◆ WRITTEN TASK: Output the records exactly as they appear, with no pictures included.

◆ DATASET ENTRIES:
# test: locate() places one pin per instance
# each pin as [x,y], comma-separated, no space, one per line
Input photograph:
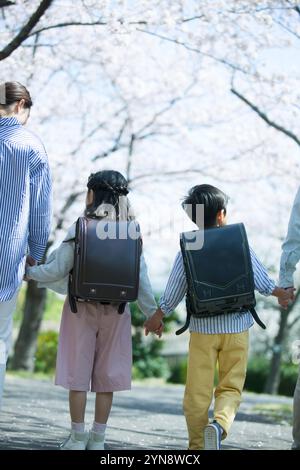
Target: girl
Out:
[94,344]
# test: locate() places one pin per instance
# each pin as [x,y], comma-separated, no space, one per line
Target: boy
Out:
[222,339]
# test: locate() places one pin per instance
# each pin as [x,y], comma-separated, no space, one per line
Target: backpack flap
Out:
[107,260]
[219,275]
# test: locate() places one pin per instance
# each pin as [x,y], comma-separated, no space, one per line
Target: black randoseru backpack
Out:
[219,275]
[106,262]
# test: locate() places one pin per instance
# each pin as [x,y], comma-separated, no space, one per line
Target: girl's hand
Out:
[154,324]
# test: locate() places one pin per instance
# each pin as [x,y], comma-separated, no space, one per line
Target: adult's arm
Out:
[291,247]
[40,204]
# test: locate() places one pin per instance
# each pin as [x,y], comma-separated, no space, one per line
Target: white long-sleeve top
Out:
[54,274]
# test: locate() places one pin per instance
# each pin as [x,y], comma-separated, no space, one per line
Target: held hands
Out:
[29,262]
[155,324]
[285,296]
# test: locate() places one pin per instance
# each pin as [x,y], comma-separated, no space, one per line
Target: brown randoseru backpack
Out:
[106,262]
[219,275]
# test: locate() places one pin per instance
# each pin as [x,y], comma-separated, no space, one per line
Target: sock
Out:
[77,427]
[99,428]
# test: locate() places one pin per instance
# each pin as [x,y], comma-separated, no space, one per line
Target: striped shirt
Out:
[25,192]
[227,323]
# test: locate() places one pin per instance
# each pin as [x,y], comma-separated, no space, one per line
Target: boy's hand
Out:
[155,324]
[26,277]
[284,295]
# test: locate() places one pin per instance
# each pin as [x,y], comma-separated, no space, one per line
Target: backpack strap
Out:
[256,318]
[121,308]
[72,300]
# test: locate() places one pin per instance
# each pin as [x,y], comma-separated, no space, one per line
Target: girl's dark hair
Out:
[213,200]
[10,92]
[110,190]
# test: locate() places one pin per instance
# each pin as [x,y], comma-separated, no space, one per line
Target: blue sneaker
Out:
[212,436]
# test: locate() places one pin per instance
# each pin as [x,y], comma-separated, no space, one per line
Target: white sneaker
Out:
[76,441]
[96,441]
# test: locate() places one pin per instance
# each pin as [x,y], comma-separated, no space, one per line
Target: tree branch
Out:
[265,118]
[82,23]
[195,49]
[25,31]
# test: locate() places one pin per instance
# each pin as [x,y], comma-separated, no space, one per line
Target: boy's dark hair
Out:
[213,200]
[11,92]
[108,186]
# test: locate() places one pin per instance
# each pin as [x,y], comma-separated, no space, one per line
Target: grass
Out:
[279,413]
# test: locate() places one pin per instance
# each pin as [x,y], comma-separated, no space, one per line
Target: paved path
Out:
[35,416]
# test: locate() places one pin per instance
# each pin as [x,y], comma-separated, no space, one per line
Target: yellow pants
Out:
[230,351]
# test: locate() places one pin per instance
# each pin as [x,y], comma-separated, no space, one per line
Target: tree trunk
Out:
[25,345]
[273,380]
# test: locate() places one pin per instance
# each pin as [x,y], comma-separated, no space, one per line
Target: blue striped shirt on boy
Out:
[228,323]
[25,192]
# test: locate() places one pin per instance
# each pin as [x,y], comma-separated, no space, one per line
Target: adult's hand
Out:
[154,324]
[30,261]
[287,297]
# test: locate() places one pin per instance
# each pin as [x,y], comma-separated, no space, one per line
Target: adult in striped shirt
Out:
[222,339]
[25,191]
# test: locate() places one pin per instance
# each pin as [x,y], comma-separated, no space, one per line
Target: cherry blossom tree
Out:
[169,92]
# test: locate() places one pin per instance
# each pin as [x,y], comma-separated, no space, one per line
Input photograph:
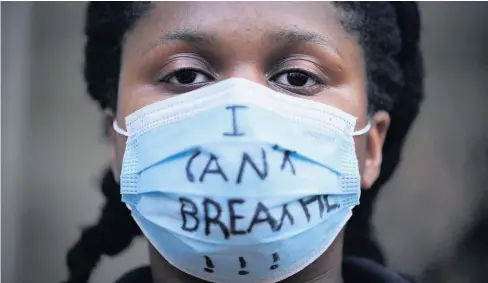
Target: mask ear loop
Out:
[363,130]
[119,130]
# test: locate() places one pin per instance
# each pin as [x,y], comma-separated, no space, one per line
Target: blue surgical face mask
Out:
[235,182]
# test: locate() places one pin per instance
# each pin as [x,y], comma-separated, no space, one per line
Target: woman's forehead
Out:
[240,23]
[251,13]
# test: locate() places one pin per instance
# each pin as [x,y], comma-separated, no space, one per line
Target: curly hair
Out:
[388,33]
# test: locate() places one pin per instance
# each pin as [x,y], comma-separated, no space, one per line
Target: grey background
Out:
[53,150]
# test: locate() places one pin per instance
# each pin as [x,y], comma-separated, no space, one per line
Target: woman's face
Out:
[296,48]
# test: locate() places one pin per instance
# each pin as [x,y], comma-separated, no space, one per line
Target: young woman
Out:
[243,133]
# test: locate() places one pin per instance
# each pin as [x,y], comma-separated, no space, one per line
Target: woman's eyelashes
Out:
[187,76]
[296,80]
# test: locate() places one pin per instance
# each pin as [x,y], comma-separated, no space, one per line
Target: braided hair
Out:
[389,36]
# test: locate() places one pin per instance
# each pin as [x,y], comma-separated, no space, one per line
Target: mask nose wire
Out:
[119,130]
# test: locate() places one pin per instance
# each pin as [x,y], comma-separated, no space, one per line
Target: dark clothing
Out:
[354,270]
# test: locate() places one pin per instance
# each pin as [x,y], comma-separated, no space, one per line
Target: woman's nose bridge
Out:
[248,70]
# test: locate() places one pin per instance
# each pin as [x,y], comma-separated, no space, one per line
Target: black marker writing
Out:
[185,213]
[287,160]
[242,263]
[262,209]
[235,130]
[247,159]
[209,264]
[234,217]
[328,206]
[212,220]
[276,258]
[189,175]
[218,170]
[306,202]
[215,219]
[285,213]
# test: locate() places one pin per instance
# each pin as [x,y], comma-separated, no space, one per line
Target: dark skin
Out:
[296,48]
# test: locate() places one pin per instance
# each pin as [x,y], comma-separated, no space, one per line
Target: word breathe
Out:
[212,215]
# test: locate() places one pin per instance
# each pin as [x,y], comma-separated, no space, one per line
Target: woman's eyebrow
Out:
[186,35]
[280,36]
[297,36]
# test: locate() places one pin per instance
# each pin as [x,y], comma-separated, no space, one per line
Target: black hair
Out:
[389,36]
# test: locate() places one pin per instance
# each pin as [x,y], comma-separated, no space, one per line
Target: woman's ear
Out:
[112,139]
[375,139]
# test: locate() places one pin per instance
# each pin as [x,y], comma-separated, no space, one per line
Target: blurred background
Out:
[53,150]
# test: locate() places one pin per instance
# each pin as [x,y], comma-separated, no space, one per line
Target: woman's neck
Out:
[325,269]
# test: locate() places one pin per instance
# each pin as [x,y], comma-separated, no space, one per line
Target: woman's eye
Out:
[187,77]
[295,79]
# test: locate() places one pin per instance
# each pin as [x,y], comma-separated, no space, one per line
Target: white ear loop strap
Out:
[363,130]
[119,130]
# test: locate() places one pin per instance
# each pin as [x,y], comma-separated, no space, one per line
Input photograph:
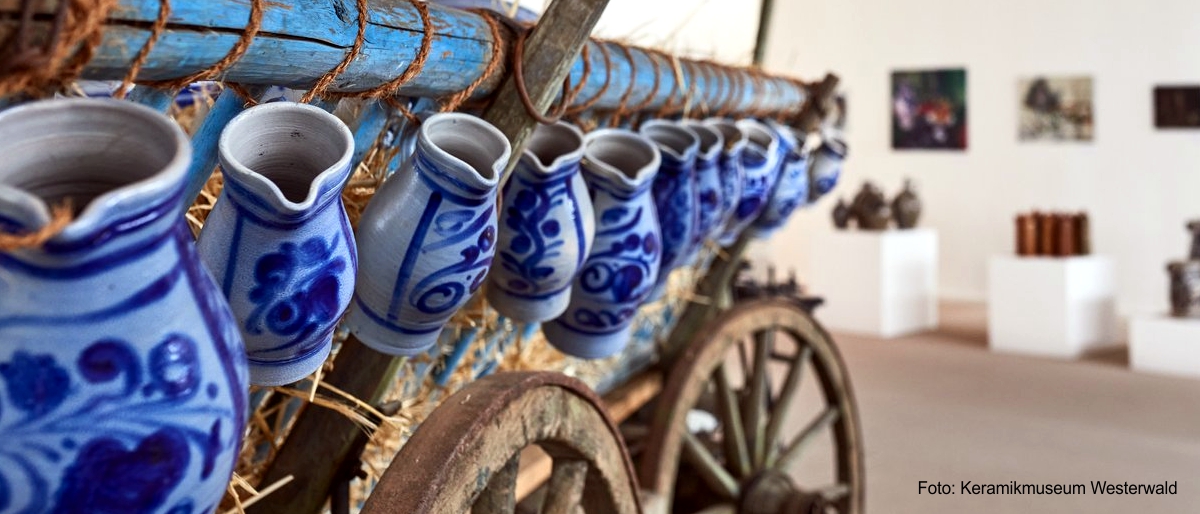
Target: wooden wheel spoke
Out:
[564,491]
[834,492]
[709,468]
[786,398]
[756,399]
[793,450]
[501,496]
[735,440]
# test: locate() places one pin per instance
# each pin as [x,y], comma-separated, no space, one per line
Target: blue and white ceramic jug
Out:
[791,189]
[675,195]
[427,238]
[279,240]
[760,160]
[623,266]
[731,172]
[827,161]
[545,229]
[709,189]
[123,374]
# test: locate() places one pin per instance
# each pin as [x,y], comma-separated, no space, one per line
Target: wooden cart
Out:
[720,425]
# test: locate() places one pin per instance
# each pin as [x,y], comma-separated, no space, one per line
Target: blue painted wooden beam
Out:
[300,40]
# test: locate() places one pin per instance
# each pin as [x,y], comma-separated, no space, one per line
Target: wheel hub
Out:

◆ SOLUTION TO THIS PROBLEM:
# test: locate() places one pin per instance
# each pin as [x,y], comma-separated, no space, one per line
Input photograph:
Target: girl
Out:
[94,344]
# test: locate() places one pin per instance
# each pin as [x,y], comma-separated, no space, one per line
Target: boy
Out:
[222,339]
# test: locate() places one pin per instance
# each pin as [x,y], comma-separated, no space, one per line
Target: backpack flap
Out:
[107,260]
[219,275]
# test: locate() places one pin per instance
# each pin as [x,y], comma-separated, no space, one per line
Target: black randoseru backpack
Out:
[219,275]
[106,262]
# test: locate() places one pin per instance
# each pin as [x,y], comma-separated, no space, one per line
Target: girl's hand
Out:
[154,324]
# test: locate() places one pin per instance
# each pin as [x,y], comma-separated, no space, one per line
Target: adult's arm
Out:
[291,247]
[40,204]
# test: locate() places one pin per instance
# each pin as [x,y], comma-separated, no space, one per line
Target: white long-sleeve top
Out:
[54,274]
# test: locate() places one pin per instance
# each pin as [x,y], comma-separated, no space, one per line
Target: held hands
Out:
[29,262]
[155,324]
[285,296]
# test: locate() places one pin per instance
# each pin as [x,y], comma-separated, no space, one per line
Target: brown randoseru backpack
Out:
[106,262]
[219,275]
# test: locate() places one pin per instance
# each pin as [x,y], comma-separated, no space, one per line
Target: sock
Out:
[77,427]
[99,428]
# test: locate() places one pin per instance
# each pin as [x,y], comma-separated, no space, one per line
Target: striped shirt
Out:
[25,192]
[227,323]
# test: locate() places one pin per instance
# each pin as [x,y], comma-separated, no space, one per line
Target: boy's hand
Out:
[155,324]
[26,277]
[284,295]
# test: locate() places one pin per instance
# each pin as [x,y], comma-separated, no space, one per line
Target: backpack strap
Out:
[256,318]
[121,308]
[72,300]
# test: locate() places one pin per instance
# each pin as [x,y], comma-separated, no space, one per line
Target: girl's dark hair
Out:
[213,200]
[10,92]
[110,190]
# test: locate() places one pin per instance
# each pin as [x,y], comma-separated, no space, one per line
Target: blue sneaker
Out:
[212,436]
# test: locate() places one pin per instance
# each pin as [x,y], comma-separated, no space, one per line
Target: white sneaker
Out:
[76,441]
[96,441]
# test: locate() places one pin per instance
# each pin as [x,y], comma-separated, no space, one per line
Target: tree branch
Out:
[265,118]
[82,23]
[195,49]
[25,31]
# test: locate() places one pin per instance
# each pin as [x,y], comma-separated, no space, one per line
Target: boy's dark hair
Out:
[213,200]
[11,92]
[108,186]
# test: locate() places one pin per instance
# each pin as [x,y], comma-separated, no space, one per line
Target: grass
Out:
[279,413]
# test: locate() places one pin per instance
# each pin as [x,y], comma-separated, no space, one per line
Target: paved path
Out:
[35,416]
# test: locate() places one pin per instance
# each pin as [x,y], comma-separated, no space, one per line
Target: yellow pants
Out:
[230,351]
# test: locate() places one pin per instance
# each pin as [x,y], comma-separated, no space, one per line
Target: tree trunk
Out:
[25,345]
[273,380]
# test: locate() places one pin per instance
# each pin as [x,y], comma-separated, no space, one per line
Target: blue striped shirt on boy
Out:
[228,323]
[25,192]
# test: locate() places one pin per instance
# each pin as [x,y], comma-separated, no space, one per line
Target: adult's hand
Out:
[154,324]
[30,261]
[287,297]
# test: locate() places one pin per instance
# each pin as [x,y], comma-separated, no space, one per line
Target: adult in striped shirt
Out:
[222,339]
[25,191]
# test: locate() places one pin per instance
# each pin as [x,y], comma-separated, no space, one per line
Target: cherry blossom tree
Out:
[169,92]
# test: locate() places one pin per instance
# each pin as [x,y], comma-separated, no space, one per line
Input photograph:
Target: mask ear loop
Out:
[363,130]
[119,130]
# test: locate() places one pin per instance
# each pin as [x,y], comma-separated, no space, one per line
Target: blue surgical face mask
Out:
[235,182]
# test: locate() places one pin per instance
# each pin as [x,y], comma-separated, no space, one per line
Target: woman's forehead
Out:
[240,23]
[251,13]
# test: locate() places one pin per instance
# each pin as [x,y], comma-separated, no space, one per line
Target: curly hair
Out:
[388,33]
# test: locate() places one pin per instance
# each pin as [x,y], comma-separated, no space, one per line
Target: grey background
Out:
[53,150]
# test: locate() places one pin per instance
# each pin as [x,y], comma-separated, no space, one per line
Target: woman's face
Out:
[296,48]
# test: locate() places one pin per instance
# each pin as [x,y], comma-separated, no space, one per line
Target: young woman
Out:
[243,133]
# test: locate() places one pin per instance
# each pin as [x,y], comma-separated, no space, one per line
Target: woman's eyelashes
Out:
[187,76]
[296,80]
# test: locate() places one pin per instance
# each pin as [x,y], comma-separated, no space, one per line
Target: braided hair
Out:
[389,36]
# test: locate() places one pin per instance
# each pin as [x,y], comma-separated, no space, one per line
Target: mask nose wire
Out:
[119,130]
# test: locate() places one pin per instance
# each pin as [x,y], comma-separated, no space, one per line
Target: dark clothing
Out:
[354,270]
# test: locate() places one pin per instance
# each pin as [x,y], comma-separated, no space, one per line
Target: woman's nose bridge
Out:
[248,70]
# test: locate() places one pin per instance
# each pin as [x,y], comma-separated, no space, one per line
Target: black marker writing
Out:
[185,213]
[287,160]
[242,263]
[262,209]
[235,130]
[247,159]
[209,264]
[234,217]
[328,206]
[212,220]
[276,258]
[189,175]
[218,170]
[306,202]
[215,219]
[285,213]
# test: locate() places one pin per instance
# each pin as [x,y], comma-separated, no space, one per line
Target: dark skin
Out:
[296,48]
# test: locate() places one pin per instance
# each pin as [x,y], comma-separated, no space, one per line
Target: word breathe
Out:
[212,215]
# test: locate() places one pin per instance
# each pin as [x,y], comma-separated, no space, one per line
Target: woman's eyebrow
Out:
[186,35]
[280,36]
[297,36]
# test: locate() places one pin per instance
# each pin as [x,y], comma-separated, no space, one per line
Target: black hair
Out:
[389,36]
# test: locate() places one pin per instance
# each pin as [x,y], comma-separated, no space, one per line
Target: woman's ear
Out:
[112,139]
[375,139]
# test: locate() places one pin per instance
# each pin as [x,y], comma-separated, no space, one per line
Target: blurred background
Out:
[53,150]
# test: locate() places one pin per instance
# each pin as [x,y], comma-separated, no space, one per line
Target: woman's neck
Out:
[325,269]
# test: locate() places one pin per instance
# each pin as [x,y], comma-separated, no space, one per line
Target: woman's eye
Out:
[187,77]
[295,79]
# test: locate() places one pin per instance
# each pin as [x,y], comma-separated, no space, one per line
Target: white ear loop strap
Out:
[363,130]
[119,130]
# test: locate() places one pin per instance
# each pin as [x,y], comma-separated, no space, one per line
Input photograph:
Target: wooden wheel spoke
Out:
[564,491]
[834,492]
[709,468]
[786,398]
[756,399]
[793,450]
[501,496]
[735,440]
# test: locate() places one pin per instance
# each pin as [x,y], comma-separated, no space, one per line
Target: blue and white ceramic jug
Out:
[791,189]
[675,195]
[427,238]
[279,240]
[760,160]
[623,266]
[731,172]
[827,161]
[545,229]
[709,189]
[123,374]
# test: locate() places one pin per instance
# each pin as [x,y], comma-separated, no space, one per line
Target: wooden cart
Out:
[720,425]
# test: locate() places one pin per instance
# each pin as [x,y], comma-separated, no space, one per line
Target: blue painted wooden beam
Out:
[300,40]
# test: locate() places one pin per instance
# each pin as [x,y], comma-separated, no space, one per line
Target: wheel hub
Out:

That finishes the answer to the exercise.